- Records
* * * *

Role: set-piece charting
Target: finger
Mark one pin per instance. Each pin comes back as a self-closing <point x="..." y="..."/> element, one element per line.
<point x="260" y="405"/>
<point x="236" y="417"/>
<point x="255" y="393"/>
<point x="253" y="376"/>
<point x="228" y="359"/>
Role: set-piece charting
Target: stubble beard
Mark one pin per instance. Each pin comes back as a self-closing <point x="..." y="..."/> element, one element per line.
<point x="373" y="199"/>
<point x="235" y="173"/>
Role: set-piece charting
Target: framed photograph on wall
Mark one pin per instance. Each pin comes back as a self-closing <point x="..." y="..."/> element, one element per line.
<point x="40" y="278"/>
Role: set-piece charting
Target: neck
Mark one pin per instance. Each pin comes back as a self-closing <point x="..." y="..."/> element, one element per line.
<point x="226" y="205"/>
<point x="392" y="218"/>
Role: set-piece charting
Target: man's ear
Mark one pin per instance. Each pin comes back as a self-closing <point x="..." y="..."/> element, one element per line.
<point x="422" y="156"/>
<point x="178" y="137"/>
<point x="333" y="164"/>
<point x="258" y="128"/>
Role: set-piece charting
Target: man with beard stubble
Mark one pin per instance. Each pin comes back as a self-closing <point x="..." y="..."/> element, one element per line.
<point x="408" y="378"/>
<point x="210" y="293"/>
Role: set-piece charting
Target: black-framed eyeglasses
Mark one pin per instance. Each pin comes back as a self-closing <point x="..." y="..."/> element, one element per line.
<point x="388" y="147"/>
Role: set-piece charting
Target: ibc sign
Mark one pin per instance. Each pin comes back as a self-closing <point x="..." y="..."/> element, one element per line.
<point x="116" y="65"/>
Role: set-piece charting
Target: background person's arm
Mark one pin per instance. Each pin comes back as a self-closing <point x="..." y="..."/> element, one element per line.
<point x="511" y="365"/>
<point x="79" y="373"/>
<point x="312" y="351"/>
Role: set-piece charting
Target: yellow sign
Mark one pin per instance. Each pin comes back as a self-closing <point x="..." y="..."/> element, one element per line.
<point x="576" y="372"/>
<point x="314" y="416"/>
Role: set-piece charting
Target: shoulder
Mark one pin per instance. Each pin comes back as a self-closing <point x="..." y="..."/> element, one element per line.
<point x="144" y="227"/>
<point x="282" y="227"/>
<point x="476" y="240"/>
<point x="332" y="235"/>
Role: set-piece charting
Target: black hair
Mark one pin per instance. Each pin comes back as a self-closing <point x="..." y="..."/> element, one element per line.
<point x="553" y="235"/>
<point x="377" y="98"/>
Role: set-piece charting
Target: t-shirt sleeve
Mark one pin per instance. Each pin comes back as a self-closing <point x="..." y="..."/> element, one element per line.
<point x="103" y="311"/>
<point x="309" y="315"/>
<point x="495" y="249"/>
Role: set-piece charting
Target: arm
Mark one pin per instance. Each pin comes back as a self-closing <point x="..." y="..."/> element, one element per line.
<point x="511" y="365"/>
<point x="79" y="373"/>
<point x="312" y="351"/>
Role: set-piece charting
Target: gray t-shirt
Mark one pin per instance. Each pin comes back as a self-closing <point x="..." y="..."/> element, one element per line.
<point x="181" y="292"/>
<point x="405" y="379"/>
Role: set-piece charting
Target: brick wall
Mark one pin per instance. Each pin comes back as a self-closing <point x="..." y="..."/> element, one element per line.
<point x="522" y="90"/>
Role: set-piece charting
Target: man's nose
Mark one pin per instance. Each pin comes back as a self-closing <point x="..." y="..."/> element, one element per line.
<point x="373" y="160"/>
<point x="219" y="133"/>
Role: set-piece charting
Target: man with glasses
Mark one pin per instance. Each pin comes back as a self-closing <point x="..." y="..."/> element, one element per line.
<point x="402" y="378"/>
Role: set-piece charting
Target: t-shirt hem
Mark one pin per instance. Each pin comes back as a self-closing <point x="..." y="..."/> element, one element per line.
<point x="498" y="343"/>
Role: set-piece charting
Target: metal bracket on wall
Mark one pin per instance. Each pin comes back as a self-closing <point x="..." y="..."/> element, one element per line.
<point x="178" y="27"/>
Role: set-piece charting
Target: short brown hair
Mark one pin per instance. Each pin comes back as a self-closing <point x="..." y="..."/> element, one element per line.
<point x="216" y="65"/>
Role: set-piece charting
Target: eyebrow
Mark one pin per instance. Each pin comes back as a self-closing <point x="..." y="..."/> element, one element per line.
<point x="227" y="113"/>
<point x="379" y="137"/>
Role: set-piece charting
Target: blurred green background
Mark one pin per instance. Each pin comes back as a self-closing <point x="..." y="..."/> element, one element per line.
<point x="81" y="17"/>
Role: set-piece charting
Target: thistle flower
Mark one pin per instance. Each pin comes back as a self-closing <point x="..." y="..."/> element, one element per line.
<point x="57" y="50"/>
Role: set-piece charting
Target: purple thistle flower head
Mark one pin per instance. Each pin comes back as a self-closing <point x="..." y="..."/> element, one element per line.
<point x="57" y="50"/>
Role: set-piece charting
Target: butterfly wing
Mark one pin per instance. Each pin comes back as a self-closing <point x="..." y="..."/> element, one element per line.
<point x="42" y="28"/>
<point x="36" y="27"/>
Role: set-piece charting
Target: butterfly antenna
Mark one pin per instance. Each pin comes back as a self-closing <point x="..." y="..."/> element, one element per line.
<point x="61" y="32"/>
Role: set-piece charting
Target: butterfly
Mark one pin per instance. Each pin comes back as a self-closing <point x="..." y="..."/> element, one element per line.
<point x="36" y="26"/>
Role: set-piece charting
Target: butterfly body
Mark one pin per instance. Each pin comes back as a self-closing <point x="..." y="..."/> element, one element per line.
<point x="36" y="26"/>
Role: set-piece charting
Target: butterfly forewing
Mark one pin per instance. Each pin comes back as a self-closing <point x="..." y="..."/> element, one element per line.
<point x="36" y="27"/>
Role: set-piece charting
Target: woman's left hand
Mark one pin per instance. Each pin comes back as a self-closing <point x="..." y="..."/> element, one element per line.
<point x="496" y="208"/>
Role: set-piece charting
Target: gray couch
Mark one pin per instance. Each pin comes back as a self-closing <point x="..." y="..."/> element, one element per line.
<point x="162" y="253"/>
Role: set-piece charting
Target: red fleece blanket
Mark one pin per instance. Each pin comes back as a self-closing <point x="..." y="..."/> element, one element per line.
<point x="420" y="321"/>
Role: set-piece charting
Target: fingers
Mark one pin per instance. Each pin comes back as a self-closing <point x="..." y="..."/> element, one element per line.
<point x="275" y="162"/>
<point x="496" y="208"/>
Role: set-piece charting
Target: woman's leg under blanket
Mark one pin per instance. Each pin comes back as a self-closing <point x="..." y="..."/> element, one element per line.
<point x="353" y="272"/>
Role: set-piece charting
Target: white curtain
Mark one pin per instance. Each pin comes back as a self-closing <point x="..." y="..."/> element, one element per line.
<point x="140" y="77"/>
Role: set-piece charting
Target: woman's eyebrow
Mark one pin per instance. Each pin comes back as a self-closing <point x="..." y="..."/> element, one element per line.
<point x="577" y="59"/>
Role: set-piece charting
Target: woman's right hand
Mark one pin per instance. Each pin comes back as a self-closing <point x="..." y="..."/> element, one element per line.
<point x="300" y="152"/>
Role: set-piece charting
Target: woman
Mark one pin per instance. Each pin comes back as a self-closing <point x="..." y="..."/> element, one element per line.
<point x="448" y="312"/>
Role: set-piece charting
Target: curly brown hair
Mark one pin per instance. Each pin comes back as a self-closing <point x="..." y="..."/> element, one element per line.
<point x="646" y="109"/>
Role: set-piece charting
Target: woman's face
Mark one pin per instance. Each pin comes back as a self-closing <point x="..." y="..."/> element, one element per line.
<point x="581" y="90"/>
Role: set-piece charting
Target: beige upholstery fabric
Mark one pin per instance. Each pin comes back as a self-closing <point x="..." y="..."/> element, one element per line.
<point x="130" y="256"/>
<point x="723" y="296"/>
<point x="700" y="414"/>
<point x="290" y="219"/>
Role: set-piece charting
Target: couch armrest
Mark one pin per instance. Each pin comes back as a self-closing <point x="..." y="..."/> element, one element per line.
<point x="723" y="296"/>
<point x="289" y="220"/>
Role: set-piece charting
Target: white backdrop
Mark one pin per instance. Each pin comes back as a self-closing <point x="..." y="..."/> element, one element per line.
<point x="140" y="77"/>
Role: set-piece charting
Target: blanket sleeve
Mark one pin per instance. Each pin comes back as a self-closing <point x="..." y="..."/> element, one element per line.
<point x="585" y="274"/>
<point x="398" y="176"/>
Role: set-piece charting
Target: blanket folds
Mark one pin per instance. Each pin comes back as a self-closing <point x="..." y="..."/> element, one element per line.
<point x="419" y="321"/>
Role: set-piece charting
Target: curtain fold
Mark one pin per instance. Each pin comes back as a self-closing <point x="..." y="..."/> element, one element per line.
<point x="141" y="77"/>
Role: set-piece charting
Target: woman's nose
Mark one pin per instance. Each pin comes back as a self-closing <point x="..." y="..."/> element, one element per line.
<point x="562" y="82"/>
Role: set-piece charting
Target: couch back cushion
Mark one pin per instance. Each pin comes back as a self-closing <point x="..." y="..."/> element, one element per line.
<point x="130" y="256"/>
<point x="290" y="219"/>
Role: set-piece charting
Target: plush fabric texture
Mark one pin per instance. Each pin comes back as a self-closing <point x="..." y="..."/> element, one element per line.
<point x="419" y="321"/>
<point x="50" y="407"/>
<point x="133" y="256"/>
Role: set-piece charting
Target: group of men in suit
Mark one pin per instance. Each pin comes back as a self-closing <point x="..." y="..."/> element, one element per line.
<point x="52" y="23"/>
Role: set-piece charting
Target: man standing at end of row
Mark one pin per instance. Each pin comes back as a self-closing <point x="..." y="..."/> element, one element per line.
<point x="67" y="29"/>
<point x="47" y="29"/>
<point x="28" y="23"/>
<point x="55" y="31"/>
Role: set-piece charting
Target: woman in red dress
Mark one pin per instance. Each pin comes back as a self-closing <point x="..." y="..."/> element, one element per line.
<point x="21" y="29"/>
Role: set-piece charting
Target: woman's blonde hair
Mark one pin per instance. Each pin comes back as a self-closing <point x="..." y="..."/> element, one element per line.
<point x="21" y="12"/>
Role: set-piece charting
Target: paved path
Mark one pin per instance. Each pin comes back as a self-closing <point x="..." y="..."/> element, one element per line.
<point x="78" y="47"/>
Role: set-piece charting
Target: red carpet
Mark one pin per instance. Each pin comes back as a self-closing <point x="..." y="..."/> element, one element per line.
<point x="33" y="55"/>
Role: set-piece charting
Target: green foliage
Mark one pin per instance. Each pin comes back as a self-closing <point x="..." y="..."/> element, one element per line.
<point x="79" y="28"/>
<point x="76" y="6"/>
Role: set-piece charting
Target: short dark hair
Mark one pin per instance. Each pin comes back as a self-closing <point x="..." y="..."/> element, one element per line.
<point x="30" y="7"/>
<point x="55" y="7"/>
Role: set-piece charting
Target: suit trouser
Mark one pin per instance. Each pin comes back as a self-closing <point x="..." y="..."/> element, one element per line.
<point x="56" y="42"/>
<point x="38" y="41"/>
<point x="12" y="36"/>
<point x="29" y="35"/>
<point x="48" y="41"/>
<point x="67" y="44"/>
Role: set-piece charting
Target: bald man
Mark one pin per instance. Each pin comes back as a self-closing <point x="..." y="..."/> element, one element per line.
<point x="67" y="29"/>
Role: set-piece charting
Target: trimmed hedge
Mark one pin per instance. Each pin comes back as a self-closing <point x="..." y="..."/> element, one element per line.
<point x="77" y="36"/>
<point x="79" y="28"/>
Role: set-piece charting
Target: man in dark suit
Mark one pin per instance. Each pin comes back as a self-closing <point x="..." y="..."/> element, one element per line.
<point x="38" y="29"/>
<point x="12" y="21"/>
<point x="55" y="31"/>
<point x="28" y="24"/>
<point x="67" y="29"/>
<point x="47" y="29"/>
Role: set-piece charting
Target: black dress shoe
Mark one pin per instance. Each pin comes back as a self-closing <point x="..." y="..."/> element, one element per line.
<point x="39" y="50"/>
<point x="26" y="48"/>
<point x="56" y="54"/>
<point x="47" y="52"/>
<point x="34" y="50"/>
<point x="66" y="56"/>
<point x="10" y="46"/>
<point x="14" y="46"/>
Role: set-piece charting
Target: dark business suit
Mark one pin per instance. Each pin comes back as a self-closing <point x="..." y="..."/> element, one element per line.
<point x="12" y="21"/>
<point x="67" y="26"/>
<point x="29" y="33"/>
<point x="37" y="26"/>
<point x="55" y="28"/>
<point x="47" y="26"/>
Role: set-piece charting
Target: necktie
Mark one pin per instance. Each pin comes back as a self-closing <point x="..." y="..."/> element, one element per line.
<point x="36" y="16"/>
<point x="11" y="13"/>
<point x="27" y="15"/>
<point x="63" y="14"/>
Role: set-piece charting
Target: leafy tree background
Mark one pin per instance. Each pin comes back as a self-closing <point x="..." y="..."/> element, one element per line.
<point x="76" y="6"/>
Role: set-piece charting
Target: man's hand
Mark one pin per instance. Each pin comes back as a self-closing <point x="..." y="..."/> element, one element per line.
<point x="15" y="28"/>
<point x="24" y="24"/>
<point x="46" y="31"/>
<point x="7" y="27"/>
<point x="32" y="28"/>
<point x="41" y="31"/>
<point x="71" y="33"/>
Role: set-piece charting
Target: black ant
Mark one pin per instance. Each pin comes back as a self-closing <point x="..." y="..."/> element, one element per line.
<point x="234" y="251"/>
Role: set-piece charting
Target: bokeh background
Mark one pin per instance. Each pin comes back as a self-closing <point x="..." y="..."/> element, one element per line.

* * * *

From the entries above, pull out every line that contains the string "dark" and reproduce each one unchanged, in its original order.

- Final result
Target: short dark hair
Target: man in dark suit
Target: dark business suit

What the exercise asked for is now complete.